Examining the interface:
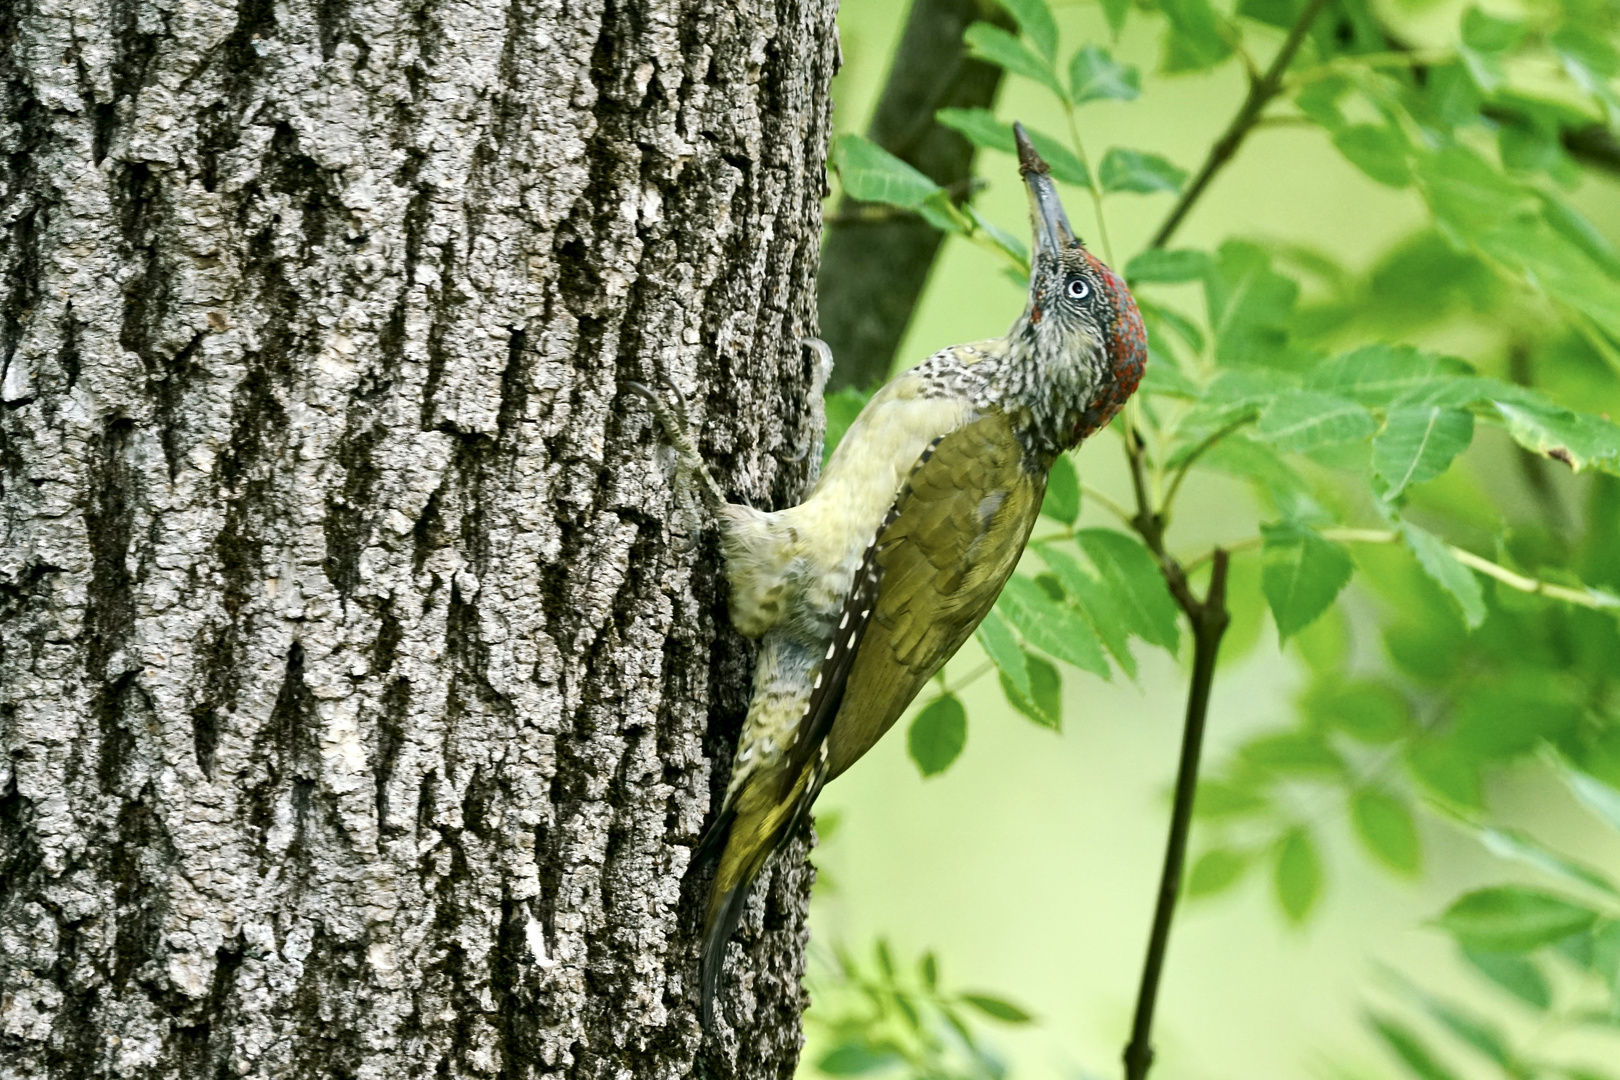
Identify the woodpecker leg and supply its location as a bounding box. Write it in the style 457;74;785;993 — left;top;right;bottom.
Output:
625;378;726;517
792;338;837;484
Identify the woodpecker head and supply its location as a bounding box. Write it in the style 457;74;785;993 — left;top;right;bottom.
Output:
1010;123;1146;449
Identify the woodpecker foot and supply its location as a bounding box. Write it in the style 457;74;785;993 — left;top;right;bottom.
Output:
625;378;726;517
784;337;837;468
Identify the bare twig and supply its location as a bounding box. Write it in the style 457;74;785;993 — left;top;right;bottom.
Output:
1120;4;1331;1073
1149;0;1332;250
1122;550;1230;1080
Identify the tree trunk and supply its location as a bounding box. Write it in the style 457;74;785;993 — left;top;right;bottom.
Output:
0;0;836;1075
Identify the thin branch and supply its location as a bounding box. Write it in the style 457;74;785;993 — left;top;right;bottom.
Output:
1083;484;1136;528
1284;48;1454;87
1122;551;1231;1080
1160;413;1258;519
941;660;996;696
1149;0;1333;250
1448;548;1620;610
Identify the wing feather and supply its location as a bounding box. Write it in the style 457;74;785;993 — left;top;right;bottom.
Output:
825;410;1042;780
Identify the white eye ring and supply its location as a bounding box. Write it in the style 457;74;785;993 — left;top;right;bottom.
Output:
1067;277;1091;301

----------

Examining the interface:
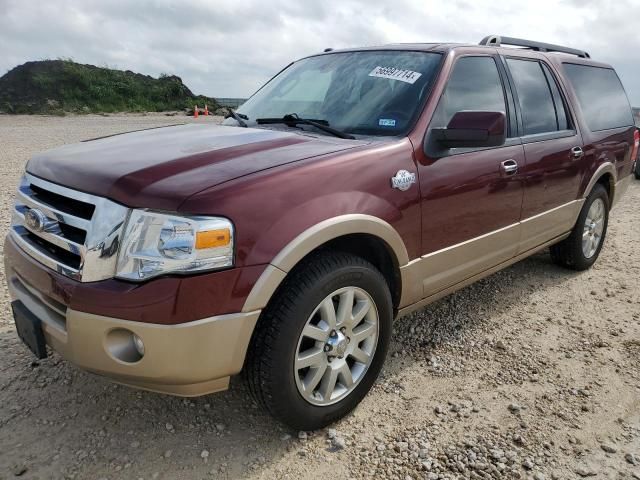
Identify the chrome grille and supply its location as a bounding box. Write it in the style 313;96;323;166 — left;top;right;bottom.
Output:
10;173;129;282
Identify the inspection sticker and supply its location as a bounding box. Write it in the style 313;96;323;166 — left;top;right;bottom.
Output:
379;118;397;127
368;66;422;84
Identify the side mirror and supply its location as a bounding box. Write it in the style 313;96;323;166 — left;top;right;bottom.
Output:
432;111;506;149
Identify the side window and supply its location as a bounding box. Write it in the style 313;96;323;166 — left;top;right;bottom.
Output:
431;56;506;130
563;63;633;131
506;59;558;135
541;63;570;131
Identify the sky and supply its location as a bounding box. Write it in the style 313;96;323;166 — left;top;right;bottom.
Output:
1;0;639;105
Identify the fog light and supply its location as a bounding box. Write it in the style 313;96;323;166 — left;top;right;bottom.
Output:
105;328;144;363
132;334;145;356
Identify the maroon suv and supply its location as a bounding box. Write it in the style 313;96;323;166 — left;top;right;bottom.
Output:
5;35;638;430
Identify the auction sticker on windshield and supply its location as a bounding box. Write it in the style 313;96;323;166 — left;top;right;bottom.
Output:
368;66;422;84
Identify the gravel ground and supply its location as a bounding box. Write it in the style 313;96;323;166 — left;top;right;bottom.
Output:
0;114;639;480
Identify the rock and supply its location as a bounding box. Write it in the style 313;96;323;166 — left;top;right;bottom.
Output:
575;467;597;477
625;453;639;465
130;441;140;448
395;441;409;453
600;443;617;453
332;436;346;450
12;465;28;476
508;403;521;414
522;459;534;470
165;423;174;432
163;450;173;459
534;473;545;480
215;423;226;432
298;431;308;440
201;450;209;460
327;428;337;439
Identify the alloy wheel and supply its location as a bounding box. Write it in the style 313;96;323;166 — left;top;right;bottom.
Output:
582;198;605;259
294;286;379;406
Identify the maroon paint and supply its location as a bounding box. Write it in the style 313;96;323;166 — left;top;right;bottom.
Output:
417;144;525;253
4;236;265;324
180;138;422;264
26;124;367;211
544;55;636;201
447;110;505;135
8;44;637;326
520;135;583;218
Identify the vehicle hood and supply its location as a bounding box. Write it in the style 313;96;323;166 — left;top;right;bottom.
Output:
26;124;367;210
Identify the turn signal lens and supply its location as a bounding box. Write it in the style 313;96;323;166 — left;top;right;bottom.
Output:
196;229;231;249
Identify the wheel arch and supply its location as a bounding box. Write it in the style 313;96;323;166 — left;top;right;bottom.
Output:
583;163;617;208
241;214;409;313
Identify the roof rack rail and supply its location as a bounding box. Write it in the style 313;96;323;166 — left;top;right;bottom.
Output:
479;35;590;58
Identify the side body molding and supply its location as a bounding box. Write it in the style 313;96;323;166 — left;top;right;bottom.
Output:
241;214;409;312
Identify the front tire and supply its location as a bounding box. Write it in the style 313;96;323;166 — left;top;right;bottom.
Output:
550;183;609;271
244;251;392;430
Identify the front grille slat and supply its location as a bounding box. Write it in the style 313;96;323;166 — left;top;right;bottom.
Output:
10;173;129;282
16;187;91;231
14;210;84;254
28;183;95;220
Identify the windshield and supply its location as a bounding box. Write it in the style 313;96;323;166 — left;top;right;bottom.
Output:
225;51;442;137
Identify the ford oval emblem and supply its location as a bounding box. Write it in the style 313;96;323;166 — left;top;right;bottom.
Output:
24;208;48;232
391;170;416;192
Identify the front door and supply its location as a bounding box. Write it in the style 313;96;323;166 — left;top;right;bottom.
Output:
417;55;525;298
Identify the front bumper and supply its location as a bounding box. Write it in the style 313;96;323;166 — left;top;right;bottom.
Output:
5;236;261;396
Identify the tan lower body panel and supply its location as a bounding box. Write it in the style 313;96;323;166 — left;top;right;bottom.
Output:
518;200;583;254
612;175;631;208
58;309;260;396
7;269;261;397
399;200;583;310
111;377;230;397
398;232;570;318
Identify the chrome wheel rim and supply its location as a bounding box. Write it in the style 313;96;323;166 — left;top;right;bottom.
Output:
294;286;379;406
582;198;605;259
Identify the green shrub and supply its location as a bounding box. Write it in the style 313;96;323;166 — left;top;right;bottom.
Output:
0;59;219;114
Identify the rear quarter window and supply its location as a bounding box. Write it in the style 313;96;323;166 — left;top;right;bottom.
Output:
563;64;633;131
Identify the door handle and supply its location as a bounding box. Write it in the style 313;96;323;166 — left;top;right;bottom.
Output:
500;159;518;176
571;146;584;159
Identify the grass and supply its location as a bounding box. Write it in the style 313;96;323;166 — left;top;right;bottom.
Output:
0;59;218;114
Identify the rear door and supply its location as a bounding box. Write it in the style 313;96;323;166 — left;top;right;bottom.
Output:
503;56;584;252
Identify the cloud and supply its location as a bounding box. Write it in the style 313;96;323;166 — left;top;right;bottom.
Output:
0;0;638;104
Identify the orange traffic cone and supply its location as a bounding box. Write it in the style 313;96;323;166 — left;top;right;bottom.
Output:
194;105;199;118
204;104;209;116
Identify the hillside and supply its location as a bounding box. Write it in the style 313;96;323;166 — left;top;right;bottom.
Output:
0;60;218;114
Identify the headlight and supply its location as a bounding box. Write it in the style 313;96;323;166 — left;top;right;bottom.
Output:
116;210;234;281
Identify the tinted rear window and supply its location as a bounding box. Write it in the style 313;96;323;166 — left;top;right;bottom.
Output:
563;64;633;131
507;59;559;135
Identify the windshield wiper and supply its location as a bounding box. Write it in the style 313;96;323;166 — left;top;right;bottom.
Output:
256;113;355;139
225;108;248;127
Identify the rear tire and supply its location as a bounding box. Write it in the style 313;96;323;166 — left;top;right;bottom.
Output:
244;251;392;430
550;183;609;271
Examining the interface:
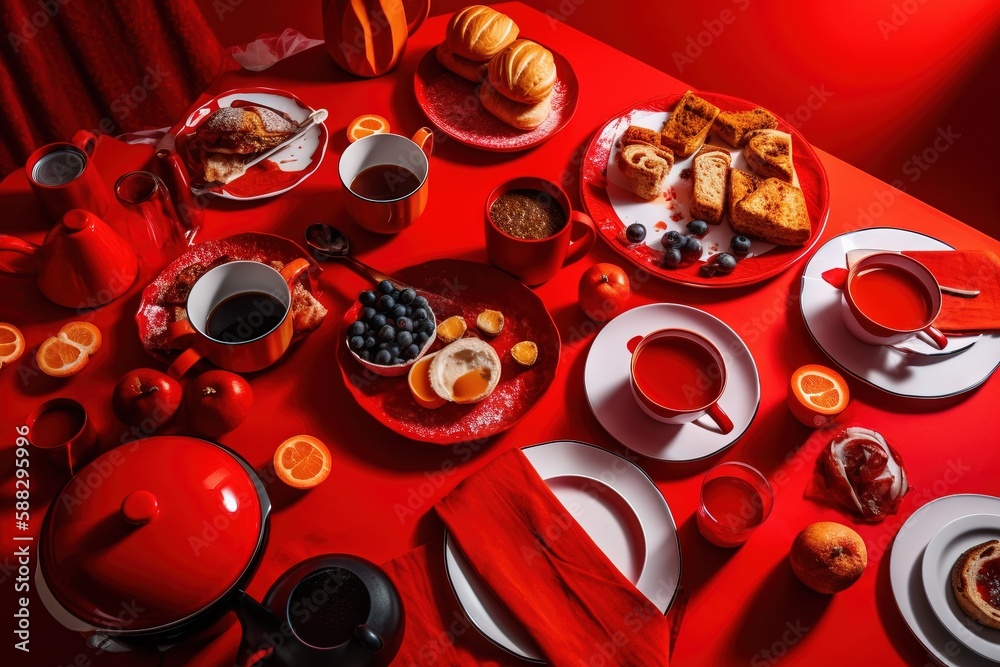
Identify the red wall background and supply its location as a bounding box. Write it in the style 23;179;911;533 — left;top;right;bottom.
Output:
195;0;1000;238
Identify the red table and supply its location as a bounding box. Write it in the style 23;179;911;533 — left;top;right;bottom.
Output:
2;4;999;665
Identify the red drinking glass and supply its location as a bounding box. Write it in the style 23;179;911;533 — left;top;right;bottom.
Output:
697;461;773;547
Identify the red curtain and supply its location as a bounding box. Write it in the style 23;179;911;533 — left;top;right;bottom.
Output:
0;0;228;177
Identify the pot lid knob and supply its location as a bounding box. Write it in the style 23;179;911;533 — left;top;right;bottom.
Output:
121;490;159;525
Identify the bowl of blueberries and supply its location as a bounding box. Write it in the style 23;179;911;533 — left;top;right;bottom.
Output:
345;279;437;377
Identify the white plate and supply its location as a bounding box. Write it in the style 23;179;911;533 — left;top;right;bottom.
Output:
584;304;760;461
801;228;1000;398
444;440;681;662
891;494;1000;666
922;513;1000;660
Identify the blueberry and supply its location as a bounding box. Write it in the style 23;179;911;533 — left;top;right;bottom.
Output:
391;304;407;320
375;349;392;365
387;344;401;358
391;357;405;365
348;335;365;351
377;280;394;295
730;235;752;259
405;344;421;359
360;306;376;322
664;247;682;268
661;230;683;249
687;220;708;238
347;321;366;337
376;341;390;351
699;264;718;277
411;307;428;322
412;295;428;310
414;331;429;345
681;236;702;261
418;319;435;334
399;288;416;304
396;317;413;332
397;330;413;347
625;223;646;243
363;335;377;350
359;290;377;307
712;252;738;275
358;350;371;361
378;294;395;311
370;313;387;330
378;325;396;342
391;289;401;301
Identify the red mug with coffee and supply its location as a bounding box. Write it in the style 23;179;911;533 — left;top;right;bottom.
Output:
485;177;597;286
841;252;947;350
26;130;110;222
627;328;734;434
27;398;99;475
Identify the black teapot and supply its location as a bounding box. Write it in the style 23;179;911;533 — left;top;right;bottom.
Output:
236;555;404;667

----------

TASK STATEMENT: Give the number of lines in the data above that contain the word "chrome", with no accompanying text.

TASK RESULT: 2